» **Instructions for the task**: How many lines in the items below contain the word "hair"? Reply with the number only.

+++ Records +++

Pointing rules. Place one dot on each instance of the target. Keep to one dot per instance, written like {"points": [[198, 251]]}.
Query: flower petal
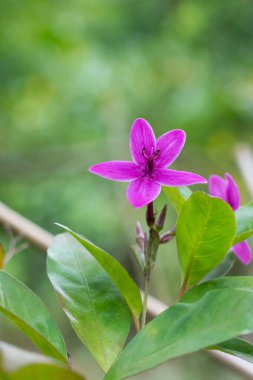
{"points": [[243, 252], [170, 145], [233, 194], [141, 136], [218, 187], [168, 177], [123, 171], [142, 191]]}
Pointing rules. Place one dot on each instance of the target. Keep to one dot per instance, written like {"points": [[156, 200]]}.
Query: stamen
{"points": [[157, 153], [144, 152]]}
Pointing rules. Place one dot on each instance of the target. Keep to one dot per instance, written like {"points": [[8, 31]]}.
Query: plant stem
{"points": [[145, 301]]}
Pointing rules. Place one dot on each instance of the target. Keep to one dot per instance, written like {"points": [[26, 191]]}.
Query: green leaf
{"points": [[222, 269], [205, 233], [1, 256], [26, 310], [43, 372], [208, 314], [244, 222], [116, 271], [236, 347], [90, 299], [177, 196]]}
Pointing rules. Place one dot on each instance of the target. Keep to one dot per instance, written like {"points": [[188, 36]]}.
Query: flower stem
{"points": [[145, 301], [150, 257]]}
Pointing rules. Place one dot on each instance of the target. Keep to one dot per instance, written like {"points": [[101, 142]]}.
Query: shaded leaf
{"points": [[244, 222], [177, 196], [90, 299], [222, 269], [205, 233], [1, 256], [116, 271], [26, 310], [43, 372], [208, 314], [236, 347]]}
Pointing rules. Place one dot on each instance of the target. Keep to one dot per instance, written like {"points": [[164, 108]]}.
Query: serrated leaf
{"points": [[208, 314], [26, 310], [205, 233], [244, 222], [116, 271], [90, 299], [177, 196]]}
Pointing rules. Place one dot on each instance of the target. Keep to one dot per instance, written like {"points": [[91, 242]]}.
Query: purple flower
{"points": [[227, 190], [147, 172]]}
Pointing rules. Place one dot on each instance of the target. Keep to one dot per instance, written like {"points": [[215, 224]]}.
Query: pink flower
{"points": [[227, 190], [147, 172]]}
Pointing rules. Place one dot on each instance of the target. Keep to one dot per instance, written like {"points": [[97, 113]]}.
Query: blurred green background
{"points": [[74, 75]]}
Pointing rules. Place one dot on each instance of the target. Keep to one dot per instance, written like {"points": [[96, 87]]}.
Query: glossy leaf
{"points": [[116, 271], [236, 347], [177, 196], [26, 310], [90, 299], [205, 233], [244, 222], [208, 314], [222, 269]]}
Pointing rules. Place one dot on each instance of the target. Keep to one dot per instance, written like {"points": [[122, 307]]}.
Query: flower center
{"points": [[149, 165]]}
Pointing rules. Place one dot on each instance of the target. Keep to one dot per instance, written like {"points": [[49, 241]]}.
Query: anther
{"points": [[144, 152], [157, 153]]}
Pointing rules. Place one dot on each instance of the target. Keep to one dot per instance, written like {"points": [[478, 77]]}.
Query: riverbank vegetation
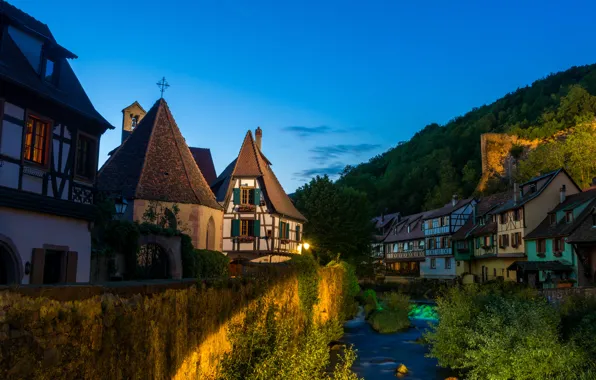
{"points": [[389, 314], [197, 332], [502, 331]]}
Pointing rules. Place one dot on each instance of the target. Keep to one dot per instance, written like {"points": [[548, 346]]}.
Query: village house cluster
{"points": [[542, 232], [49, 152]]}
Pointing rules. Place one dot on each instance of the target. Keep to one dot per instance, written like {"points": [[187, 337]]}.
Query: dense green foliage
{"points": [[392, 316], [205, 264], [575, 153], [339, 220], [501, 332], [269, 344], [439, 161], [308, 282]]}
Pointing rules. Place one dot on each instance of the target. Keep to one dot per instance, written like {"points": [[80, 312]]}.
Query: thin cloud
{"points": [[303, 131], [332, 152], [331, 171]]}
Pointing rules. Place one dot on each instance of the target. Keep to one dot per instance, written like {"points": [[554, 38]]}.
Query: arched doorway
{"points": [[11, 271], [210, 240], [152, 262]]}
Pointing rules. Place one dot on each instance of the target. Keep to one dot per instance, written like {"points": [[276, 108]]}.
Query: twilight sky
{"points": [[330, 82]]}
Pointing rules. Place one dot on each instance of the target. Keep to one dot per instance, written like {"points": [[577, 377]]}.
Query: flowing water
{"points": [[380, 354]]}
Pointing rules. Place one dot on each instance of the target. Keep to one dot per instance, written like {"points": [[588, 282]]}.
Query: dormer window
{"points": [[49, 71], [569, 216], [553, 218]]}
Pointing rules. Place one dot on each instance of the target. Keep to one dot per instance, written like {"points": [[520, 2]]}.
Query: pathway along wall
{"points": [[175, 334]]}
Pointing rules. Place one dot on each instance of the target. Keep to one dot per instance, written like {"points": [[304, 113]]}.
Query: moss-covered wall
{"points": [[177, 334]]}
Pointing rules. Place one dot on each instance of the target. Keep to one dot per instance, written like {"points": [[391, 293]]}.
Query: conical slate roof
{"points": [[154, 163], [252, 163]]}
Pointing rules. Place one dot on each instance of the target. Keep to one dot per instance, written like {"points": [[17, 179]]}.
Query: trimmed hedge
{"points": [[177, 334]]}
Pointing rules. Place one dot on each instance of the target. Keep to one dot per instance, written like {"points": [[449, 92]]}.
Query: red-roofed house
{"points": [[261, 223]]}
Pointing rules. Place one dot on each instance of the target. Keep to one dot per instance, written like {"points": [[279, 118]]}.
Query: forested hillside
{"points": [[439, 161]]}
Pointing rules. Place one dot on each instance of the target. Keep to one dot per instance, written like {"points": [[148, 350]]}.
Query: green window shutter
{"points": [[235, 227], [236, 196], [257, 229], [257, 196]]}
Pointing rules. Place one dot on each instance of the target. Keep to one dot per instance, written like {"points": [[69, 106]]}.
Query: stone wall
{"points": [[559, 295]]}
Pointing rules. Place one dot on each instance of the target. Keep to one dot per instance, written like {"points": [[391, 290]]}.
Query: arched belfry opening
{"points": [[210, 239], [11, 268]]}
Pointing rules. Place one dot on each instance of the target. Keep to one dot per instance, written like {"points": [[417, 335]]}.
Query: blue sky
{"points": [[330, 82]]}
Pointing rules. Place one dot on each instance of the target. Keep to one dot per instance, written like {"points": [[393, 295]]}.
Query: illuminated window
{"points": [[49, 73], [247, 227], [36, 141], [247, 196], [85, 159], [569, 216]]}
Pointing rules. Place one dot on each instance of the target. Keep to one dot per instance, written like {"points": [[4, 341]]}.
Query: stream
{"points": [[380, 354]]}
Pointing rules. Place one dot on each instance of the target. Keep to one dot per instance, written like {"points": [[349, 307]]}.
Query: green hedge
{"points": [[176, 334]]}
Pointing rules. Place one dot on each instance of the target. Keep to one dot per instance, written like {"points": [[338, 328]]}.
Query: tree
{"points": [[339, 220]]}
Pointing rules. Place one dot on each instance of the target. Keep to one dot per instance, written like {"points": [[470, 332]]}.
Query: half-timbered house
{"points": [[439, 225], [154, 165], [261, 223], [404, 246], [530, 203], [49, 141]]}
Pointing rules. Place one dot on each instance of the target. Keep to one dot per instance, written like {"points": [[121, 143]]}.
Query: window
{"points": [[503, 241], [85, 159], [49, 71], [559, 244], [247, 196], [541, 246], [54, 267], [503, 218], [247, 227], [553, 218], [36, 141], [569, 216], [487, 241]]}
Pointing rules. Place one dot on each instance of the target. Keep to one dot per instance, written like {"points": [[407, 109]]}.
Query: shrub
{"points": [[371, 303], [501, 331]]}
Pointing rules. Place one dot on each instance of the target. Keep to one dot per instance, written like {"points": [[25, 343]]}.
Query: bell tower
{"points": [[131, 117]]}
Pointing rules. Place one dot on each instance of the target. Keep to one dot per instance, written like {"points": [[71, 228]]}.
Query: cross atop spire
{"points": [[163, 85]]}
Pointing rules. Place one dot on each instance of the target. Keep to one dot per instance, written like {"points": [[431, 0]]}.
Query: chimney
{"points": [[259, 137]]}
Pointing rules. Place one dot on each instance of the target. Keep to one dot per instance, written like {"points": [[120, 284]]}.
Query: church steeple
{"points": [[131, 117]]}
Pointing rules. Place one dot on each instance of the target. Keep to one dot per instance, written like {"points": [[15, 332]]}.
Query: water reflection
{"points": [[380, 354]]}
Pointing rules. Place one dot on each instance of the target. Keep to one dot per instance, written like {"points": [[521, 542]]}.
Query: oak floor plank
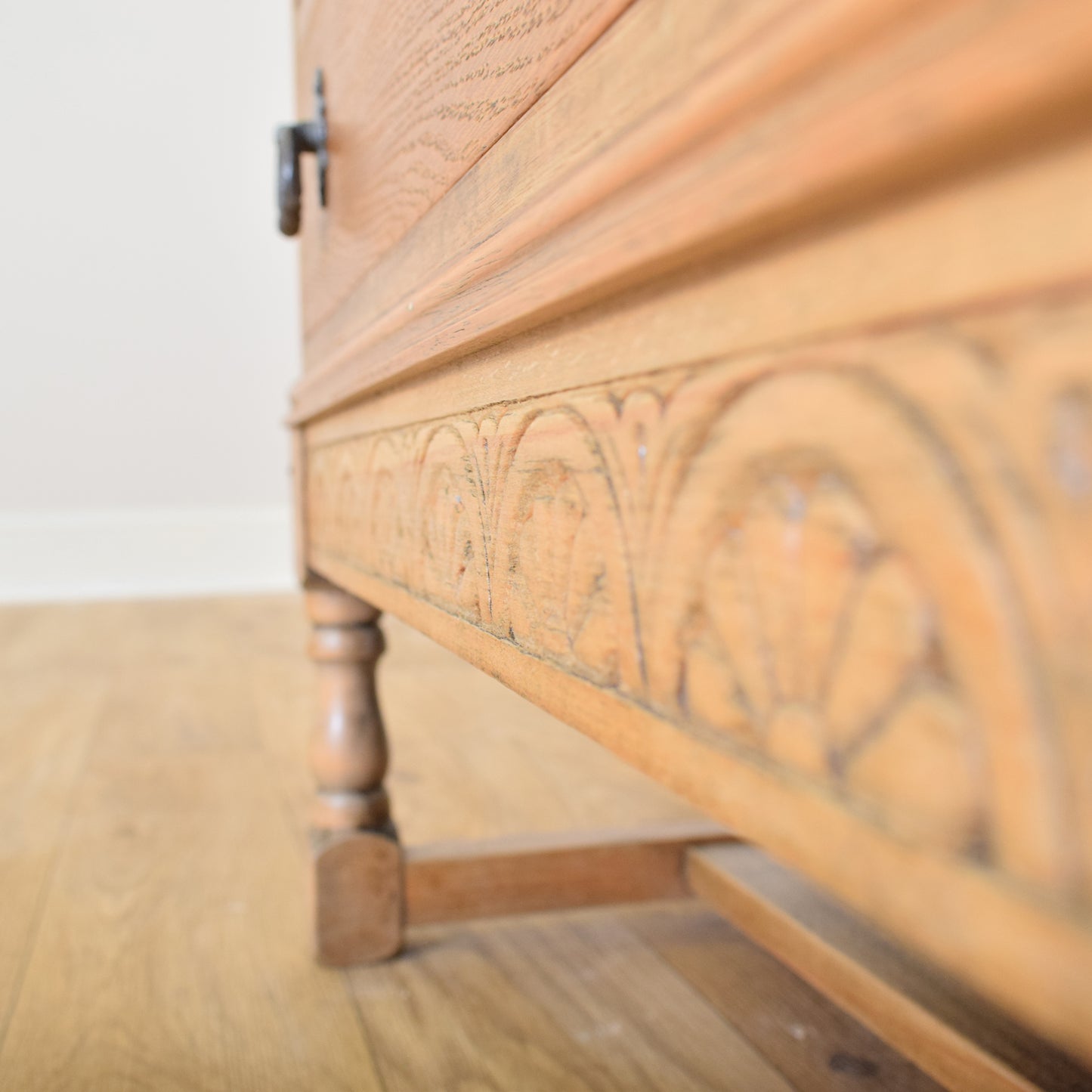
{"points": [[46, 725], [549, 1003], [812, 1043], [153, 920], [470, 759], [172, 948]]}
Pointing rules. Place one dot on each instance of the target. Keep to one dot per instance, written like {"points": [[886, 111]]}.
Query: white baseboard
{"points": [[141, 552]]}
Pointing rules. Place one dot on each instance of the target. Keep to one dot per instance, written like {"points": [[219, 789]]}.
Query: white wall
{"points": [[149, 322]]}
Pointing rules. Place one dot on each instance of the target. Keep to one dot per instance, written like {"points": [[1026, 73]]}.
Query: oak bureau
{"points": [[718, 375]]}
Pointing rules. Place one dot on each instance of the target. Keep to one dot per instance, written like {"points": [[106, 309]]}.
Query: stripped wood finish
{"points": [[454, 881], [741, 417], [417, 94], [926, 1016], [851, 613], [766, 119]]}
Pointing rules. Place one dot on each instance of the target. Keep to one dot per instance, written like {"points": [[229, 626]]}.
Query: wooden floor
{"points": [[153, 924]]}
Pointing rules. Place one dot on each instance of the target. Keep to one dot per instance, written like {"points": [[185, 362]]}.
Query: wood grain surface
{"points": [[858, 567], [767, 119], [416, 94], [927, 1017], [451, 881], [153, 920]]}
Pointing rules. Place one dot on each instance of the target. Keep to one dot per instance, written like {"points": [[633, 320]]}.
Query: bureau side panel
{"points": [[417, 92], [839, 595]]}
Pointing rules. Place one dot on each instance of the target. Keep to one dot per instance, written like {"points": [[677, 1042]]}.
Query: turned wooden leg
{"points": [[357, 862]]}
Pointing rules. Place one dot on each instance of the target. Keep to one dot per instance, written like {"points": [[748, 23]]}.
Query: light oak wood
{"points": [[157, 803], [927, 1018], [817, 1047], [979, 246], [973, 920], [357, 877], [778, 120], [416, 95], [453, 881], [515, 1020], [741, 417]]}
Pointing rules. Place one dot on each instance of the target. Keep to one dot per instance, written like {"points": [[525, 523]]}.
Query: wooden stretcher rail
{"points": [[952, 1035]]}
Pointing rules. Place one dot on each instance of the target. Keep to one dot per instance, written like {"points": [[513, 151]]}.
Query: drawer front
{"points": [[417, 92], [837, 593], [766, 119], [743, 419]]}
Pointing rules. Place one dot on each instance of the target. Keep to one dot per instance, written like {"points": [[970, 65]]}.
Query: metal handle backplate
{"points": [[292, 142]]}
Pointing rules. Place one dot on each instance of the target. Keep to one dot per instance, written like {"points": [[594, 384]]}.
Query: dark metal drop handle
{"points": [[292, 142]]}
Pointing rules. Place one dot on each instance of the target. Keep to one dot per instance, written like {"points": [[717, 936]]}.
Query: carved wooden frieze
{"points": [[865, 565]]}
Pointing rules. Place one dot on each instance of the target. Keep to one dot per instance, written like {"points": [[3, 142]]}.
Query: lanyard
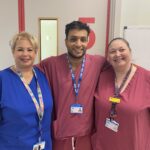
{"points": [[76, 85], [39, 106], [113, 112]]}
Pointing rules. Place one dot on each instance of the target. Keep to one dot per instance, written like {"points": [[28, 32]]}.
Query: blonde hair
{"points": [[24, 36]]}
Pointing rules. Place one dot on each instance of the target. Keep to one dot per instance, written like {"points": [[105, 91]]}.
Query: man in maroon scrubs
{"points": [[73, 78]]}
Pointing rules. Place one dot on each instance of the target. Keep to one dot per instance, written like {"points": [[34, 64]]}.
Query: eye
{"points": [[122, 49], [112, 51], [83, 39], [30, 49], [73, 39], [19, 49]]}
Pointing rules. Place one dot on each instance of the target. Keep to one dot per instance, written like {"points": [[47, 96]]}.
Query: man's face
{"points": [[76, 43]]}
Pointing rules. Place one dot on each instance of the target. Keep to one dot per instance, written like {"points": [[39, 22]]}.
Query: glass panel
{"points": [[48, 37]]}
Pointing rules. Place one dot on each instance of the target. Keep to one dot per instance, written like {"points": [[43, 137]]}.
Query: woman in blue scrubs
{"points": [[25, 100]]}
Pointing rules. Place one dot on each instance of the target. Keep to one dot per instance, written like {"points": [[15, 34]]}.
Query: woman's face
{"points": [[119, 54], [24, 54]]}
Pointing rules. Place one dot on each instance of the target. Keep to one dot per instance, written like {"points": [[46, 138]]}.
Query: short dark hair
{"points": [[76, 25]]}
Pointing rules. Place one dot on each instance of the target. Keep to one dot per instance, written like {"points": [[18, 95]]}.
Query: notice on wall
{"points": [[139, 40]]}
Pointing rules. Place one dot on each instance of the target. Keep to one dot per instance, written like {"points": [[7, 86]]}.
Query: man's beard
{"points": [[77, 57]]}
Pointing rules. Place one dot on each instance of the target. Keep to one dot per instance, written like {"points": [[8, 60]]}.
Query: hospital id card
{"points": [[112, 124], [39, 146], [76, 109]]}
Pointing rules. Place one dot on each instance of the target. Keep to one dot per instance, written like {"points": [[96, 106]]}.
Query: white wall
{"points": [[8, 26], [131, 13], [65, 10]]}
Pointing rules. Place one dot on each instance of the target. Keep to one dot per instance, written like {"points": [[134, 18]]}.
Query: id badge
{"points": [[39, 146], [76, 109], [112, 124]]}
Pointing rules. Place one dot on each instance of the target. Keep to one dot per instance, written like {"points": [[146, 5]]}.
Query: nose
{"points": [[78, 42], [25, 52], [117, 53]]}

+++

» **Task solution**: 2